**** TEXT PASSAGE ****

However, in the light emitting device of Embodiment 1, since the
solid-state blue light emitting element and the solid-state green
light emitting element have the red phosphor layers, respectively,
to fabricate a pair of the independent semiconductor light emitting
elements, it is only necessary to control at least two kinds of
lights, that is, the purplish mixed color light 9 emitted from the
first semiconductor light emitting element 7a and the yellowish
mixed color light 10 emitted from the second semiconductor light
emitting element 7b. The purplish mixed color light 9 and the
yellowish mixed color light 10 can be controlled independently, and
the red phosphors absorb only one of the blue light and the green
light. This makes it easy to stabilize the color tones and light
emission intensities of the purplish mixed color light 9 and the
yellowish mixed color light 10, thereby making it extremely easy to
control the color tone of the output light. Particularly, since the
red phosphor layer in the first semiconductor light emitting
element 7a and that in the second semiconductor light emitting
element 7b can be designed separately, the color tone of the output
light from the three-band white light emitting device can be
controlled with only repeated control of the blue light and the
green light.

**** EXCERPTED DATA ****

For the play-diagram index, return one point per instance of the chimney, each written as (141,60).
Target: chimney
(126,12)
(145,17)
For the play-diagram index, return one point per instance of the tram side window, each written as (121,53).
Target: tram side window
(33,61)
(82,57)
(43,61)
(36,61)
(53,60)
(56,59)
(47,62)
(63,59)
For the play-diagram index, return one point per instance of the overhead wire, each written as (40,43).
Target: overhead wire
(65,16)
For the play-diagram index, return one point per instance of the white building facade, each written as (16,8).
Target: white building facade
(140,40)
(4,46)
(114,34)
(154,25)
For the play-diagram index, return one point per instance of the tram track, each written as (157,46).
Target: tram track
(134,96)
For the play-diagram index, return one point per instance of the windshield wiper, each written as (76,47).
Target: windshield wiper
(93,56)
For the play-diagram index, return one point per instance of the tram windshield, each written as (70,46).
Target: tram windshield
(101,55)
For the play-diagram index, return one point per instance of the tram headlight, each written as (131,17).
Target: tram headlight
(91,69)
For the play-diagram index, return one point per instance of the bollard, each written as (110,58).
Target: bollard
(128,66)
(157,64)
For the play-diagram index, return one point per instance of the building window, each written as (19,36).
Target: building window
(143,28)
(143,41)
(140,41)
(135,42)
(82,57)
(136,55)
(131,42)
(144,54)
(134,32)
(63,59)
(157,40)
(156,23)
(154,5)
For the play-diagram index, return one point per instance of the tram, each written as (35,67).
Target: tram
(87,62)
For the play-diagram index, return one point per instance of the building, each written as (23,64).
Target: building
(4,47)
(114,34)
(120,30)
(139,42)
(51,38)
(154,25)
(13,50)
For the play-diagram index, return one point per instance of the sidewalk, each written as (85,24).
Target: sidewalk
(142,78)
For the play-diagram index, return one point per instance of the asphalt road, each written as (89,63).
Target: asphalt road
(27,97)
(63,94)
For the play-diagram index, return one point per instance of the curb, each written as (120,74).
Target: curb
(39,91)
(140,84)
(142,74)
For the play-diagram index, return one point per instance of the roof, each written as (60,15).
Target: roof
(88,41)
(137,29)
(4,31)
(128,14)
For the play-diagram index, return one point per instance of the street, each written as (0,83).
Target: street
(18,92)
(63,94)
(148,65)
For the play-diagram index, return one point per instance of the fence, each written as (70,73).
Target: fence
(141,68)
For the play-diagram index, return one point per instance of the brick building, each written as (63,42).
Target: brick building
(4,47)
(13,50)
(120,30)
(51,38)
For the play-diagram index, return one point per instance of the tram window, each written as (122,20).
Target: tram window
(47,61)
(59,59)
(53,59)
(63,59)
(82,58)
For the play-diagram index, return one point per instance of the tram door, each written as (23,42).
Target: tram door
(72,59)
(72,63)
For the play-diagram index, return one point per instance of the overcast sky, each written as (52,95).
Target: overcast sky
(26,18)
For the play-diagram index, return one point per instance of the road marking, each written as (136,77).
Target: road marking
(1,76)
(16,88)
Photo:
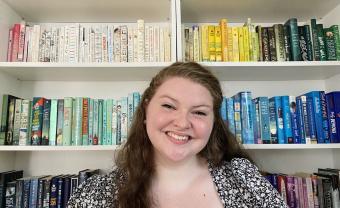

****

# [GIVEN EXERCISE]
In one to three sentences, explain why the passage on the light emitting device says that controlling the color tone of the output light becomes extremely easy. The entries have nothing to do with the text about the light emitting device.

# [WRITTEN SOLUTION]
The purplish mixed color light 9 and the yellowish mixed color light 10 can be controlled independently, and the red phosphors absorb only one of the blue light and the green light. This makes it easy to stabilize the color tones and light emission intensities of those two mixed lights.